United Nations Day History
In the spring of 1945, representatives of fifty nations gathered in San Francisco to put the final touches to a document of far-reaching consequences--the Charter of the United Nations. Enthusiastically supported by the United States, the U.N. Charter went into effect on October 24, 1945. Two years later the U.N. General Assembly adopted a U.S.-sponsored resolution declaring October 24th United Nations Day, to be commemorated annually by all member-states of the United Nations. Since 1947, U.N. Day has been observed in nations large and small around the world.
In the United States, each President, beginning with Harry Truman, has issued a proclamation asking citizens to observe U.N. Day and to reflect upon the importance of the United Nations to our national interest, as well as to each American individually. At the time of the drafting of the Charter, close to one hundred U.S. national non-governmental organizations were represented at San Francisco, giving their advice and support to the official U.S. delegation. Out of these organizations grew the United States Committee for the United Nations, a group consulted regularly by our government on matters related to the United Nations. In 1961, President Kennedy appointed Robert S. Benjamin, Chairman of United Artists Corporation, as chairman of the U.S. Committee for the United Nations and as the first National U.N. Day Chairman.

DATA UNDER STUDY ->
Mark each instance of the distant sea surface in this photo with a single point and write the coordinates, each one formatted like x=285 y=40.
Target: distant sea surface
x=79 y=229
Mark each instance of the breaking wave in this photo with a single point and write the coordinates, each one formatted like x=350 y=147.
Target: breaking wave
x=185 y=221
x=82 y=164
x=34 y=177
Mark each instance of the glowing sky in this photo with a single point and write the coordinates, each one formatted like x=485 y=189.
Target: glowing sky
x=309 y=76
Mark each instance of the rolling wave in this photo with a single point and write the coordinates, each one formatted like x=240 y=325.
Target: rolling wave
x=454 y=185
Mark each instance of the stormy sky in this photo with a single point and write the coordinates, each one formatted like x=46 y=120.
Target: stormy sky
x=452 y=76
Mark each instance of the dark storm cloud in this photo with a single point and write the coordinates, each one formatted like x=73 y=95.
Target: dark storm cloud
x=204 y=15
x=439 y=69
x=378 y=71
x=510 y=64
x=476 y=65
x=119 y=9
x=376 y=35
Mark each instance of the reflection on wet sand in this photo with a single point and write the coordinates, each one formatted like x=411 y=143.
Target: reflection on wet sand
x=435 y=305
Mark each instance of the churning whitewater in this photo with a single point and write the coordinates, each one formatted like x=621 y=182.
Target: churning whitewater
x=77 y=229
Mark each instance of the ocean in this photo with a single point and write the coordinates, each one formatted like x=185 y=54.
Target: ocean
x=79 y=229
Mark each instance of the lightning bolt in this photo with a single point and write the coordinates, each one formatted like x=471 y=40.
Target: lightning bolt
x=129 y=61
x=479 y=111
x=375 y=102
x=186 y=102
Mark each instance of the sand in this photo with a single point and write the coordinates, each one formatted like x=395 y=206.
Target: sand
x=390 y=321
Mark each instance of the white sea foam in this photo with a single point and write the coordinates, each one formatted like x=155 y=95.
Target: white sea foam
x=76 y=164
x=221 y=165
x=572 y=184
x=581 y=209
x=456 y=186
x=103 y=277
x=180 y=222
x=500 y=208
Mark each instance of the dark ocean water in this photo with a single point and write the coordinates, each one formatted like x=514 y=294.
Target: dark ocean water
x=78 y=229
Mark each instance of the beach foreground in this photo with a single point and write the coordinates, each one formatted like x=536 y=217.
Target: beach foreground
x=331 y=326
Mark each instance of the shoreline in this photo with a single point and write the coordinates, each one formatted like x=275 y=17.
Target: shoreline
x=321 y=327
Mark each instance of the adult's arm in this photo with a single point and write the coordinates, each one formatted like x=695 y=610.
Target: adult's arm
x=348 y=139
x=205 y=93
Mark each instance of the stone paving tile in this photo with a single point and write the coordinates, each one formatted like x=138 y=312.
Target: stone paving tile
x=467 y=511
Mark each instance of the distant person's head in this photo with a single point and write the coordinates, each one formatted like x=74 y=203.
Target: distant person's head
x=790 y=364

REQUIRED ACTION 1 -> According to the United Nations Day history, who was the first National U.N. Day Chairman?
REQUIRED ACTION 2 -> Summarize the United Nations Day history in two sentences.
REQUIRED ACTION 3 -> Extend the United Nations Day history past its final sentence.
The lines have no connection to the text on United Nations Day.

FINAL ANSWER 1 -> Robert S. Benjamin, Chairman of United Artists Corporation, appointed by President Kennedy in 1961.

FINAL ANSWER 2 -> The U.N. Charter, finalized by fifty nations in San Francisco, took effect on October 24, 1945. In 1947 the General Assembly declared that date United Nations Day, and since then it has been observed worldwide, with every U.S. President since Truman issuing a proclamation for it.

FINAL ANSWER 3 ->
In 1964, the U.S. Committee for the United Nations merged with the American Association for the United Nations to become the United Nations Association of the United States of America (UNA-USA). UNA-USA, under the guidance, first of Robert Benjamin, and later under other outstanding Americans, took on the coordination and supervision of the National U.N. Day Program working closely with the National U.N. Day Chairman.
Over the years, the observance of U.N. Day in hundreds of communities all over the United States has changed significantly. In the early years, community observances tended to be symbolic events consisting of an international dinner in the town's high school or the U.N. flag flying from an official building. Today's program delves into world issues that are on the agenda of the United Nations and that affect every American citizen. The university campus, city hall, the governor's mansion have become sites for serious debates of issues before the U.N. and how to approach them through international cooperation.
Those born after the founding of the U.N. in 1945 have come to realize that the U.N. offers no "quick fix," but is an instrument through which nations can identify common problems, set international standards, and take action. The U.N. is only as strong and effective as its 192 member states make it. Citizens and non-governmental organizations play an essential role in building public support for the U.N. Your United Nations Day observance can expand that support in your community.